▸ Work to be completed
Restate the complete material exactly.

--- START OF Records for processing ---

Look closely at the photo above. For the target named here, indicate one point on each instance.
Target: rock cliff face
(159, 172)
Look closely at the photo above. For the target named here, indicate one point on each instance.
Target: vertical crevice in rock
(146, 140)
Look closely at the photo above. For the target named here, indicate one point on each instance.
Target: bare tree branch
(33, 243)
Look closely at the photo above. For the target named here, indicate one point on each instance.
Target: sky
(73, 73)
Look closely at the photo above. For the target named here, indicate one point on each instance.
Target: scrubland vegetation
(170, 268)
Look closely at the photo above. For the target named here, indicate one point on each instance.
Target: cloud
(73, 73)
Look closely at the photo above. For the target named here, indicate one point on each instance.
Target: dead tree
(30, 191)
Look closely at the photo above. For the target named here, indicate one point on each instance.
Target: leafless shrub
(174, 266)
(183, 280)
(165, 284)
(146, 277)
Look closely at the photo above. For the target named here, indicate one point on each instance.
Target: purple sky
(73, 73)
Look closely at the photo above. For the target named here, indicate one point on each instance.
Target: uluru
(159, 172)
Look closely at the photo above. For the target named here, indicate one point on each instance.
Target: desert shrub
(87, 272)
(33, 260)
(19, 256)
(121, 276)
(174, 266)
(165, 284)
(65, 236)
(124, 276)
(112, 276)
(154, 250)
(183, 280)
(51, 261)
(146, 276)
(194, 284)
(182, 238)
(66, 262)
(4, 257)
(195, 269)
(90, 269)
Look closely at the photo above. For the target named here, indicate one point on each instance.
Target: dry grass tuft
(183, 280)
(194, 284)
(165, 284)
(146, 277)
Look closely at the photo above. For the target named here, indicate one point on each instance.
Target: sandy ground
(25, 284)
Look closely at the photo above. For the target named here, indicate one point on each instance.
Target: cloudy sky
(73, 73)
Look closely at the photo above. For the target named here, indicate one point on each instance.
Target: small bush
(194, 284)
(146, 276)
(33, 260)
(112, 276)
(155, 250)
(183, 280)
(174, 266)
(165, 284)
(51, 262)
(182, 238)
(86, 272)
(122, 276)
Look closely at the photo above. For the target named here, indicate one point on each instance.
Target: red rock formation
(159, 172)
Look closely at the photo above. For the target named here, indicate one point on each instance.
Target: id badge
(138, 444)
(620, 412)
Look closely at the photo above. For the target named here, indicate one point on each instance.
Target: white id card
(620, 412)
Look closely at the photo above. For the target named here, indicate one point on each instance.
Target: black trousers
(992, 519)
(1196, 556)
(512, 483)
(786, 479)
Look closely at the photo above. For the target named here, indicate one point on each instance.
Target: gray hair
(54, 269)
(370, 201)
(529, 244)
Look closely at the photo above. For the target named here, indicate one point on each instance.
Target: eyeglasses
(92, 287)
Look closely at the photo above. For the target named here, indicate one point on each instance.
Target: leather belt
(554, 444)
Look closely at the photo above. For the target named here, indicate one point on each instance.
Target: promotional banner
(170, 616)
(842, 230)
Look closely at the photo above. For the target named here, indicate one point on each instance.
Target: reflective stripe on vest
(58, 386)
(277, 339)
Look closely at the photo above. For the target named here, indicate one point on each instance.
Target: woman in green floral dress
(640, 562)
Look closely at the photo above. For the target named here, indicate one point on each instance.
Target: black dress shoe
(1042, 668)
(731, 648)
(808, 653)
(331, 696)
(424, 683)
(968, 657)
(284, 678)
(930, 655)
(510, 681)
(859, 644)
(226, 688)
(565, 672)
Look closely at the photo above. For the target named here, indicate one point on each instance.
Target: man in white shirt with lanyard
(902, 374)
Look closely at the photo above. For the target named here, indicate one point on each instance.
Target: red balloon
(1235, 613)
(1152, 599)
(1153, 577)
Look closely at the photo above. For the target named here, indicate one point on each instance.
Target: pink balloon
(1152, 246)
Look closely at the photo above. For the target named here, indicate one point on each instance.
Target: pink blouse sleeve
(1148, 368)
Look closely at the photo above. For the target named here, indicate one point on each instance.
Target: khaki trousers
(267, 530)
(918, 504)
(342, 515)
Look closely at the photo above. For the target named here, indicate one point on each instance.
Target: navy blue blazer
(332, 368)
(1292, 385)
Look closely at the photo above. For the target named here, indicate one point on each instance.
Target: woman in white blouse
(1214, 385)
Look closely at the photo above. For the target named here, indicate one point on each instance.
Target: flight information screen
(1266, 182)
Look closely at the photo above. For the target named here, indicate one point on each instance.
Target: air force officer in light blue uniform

--- END OF Records for processing ---

▸ Response to this exercise
Look closely at the photo above. For the target named here, indicate one point on each instance.
Target: rock cliff face
(159, 172)
Look closely at the photo above. For the target named here, indicate one point on each instance.
Target: vertical crevice in rock
(146, 140)
Look closely at the photo above. For the target named here, indicate one point on each instance.
Target: bare tree branch
(33, 243)
Look closely at the photo above. For the target named here, indicate one point on each instance.
Target: sky
(73, 73)
Look closely at the photo above. For the target named here, indicate one point on each instance.
Target: scrubland vegetation
(170, 268)
Look closely at the photo above. For the target named here, indicate one point on each instance.
Target: cloud
(73, 73)
Look closely at the photo above. For the target named here, indicate one point on each instance.
Target: dead tree
(30, 191)
Look closely at the photo above. For the target named here, indicate one point on each instance.
Target: leafless shrub
(174, 266)
(183, 280)
(165, 284)
(146, 277)
Look closely at the photo above. For the target named here, indicate one point on each instance.
Target: purple sky
(73, 73)
Look closely at the photo above. For the target named here, indicate one point on each instance.
Target: uluru
(159, 172)
Look closely at the photo above. For the target named here, indicate one point on each instance.
Target: desert shrub
(87, 272)
(33, 260)
(19, 256)
(121, 276)
(174, 266)
(165, 284)
(65, 236)
(124, 276)
(112, 276)
(154, 250)
(183, 280)
(51, 261)
(146, 276)
(194, 284)
(182, 238)
(66, 262)
(4, 257)
(195, 269)
(90, 269)
Look closely at the photo above. For the target named here, indicate one point on each instance.
Target: dry grass tuft
(183, 280)
(194, 284)
(165, 284)
(146, 277)
Look closely at the photo above. For the target named here, indicate one point on each instance.
Target: sandy ground
(25, 284)
Look closely at the photo above. For the target named here, indicate one point on each instance.
Target: cloudy sky
(73, 73)
Look closely at the photo above. For the target named here, indicate one point on each instance.
Target: small bush
(194, 284)
(146, 276)
(33, 260)
(112, 276)
(155, 250)
(183, 280)
(174, 266)
(165, 284)
(51, 262)
(182, 238)
(86, 272)
(122, 276)
Look closely at the photo above. For the target named here, indicate one point on each instance.
Target: red rock formation
(159, 172)
Look closely at the photo above. For the target named here, indicate one point on each instance.
Target: id badge
(138, 444)
(620, 412)
Look closely at the photo above. For the target named here, indicate one point on each instance.
Target: white id card
(620, 412)
Look closely at the photo above. For the target named here, indicate one point on each instance.
Target: black trousers
(992, 519)
(1196, 556)
(512, 483)
(786, 479)
Look closely at the photo above. For the target named here, indicate one point on each instance.
Target: gray hair
(54, 269)
(370, 201)
(529, 244)
Look closely at the photo above. For the target named here, indicate one point on each instance.
Target: eyeglasses
(92, 287)
Look closely at the photo above. For the target named here, indicate one point on each instance.
Target: leather belt
(554, 444)
Look closely at the photo above. For the target named here, indicate one point on each instance.
Target: promotional banner
(170, 616)
(842, 230)
Look closely at the photo above. For the target named here, indicate one point on each instance.
Target: reflective stripe on vest
(58, 386)
(277, 339)
Look closely at the photo above. For the target named here, indicate one point on each instance.
Target: woman in green floral dress
(640, 562)
Look closely at the photo above. For the target named here, indicate one point on each instance.
Target: black dress shoe
(1042, 668)
(731, 648)
(808, 653)
(331, 696)
(424, 683)
(968, 657)
(284, 678)
(930, 655)
(510, 681)
(859, 644)
(226, 688)
(565, 672)
Look closely at the photo above. For the target named here, indicate one point on each instance.
Target: man in white shirt with lanyard
(902, 374)
Look closely at the photo above. For the target named here, indicate one point on each instance.
Target: red balloon
(1235, 613)
(1152, 599)
(1153, 577)
Look closely at the photo above. For the target named here, indicate one point on each instance.
Target: pink balloon
(1152, 246)
Look closely at the photo above. For the target named here, indicate one point on each instance.
Target: pink blouse sleeve
(1148, 368)
Look closely at the photo above. For the target named here, indicate one point on each instance.
Target: khaki trousers
(267, 530)
(918, 504)
(342, 515)
Look closely at the photo above. For the target named here, indicate one point on each instance.
Target: navy blue blazer
(332, 368)
(1292, 385)
Look closely at the photo above. For the target named here, indicate one point on each instance.
Target: woman in white blouse
(1214, 385)
Look closely at the photo above. For the target named here, indicate one point on each instance.
Target: flight information screen
(1266, 182)
Look closely at the photo above. For the target named here, indicate one point on each instance.
Target: air force officer in light blue uniform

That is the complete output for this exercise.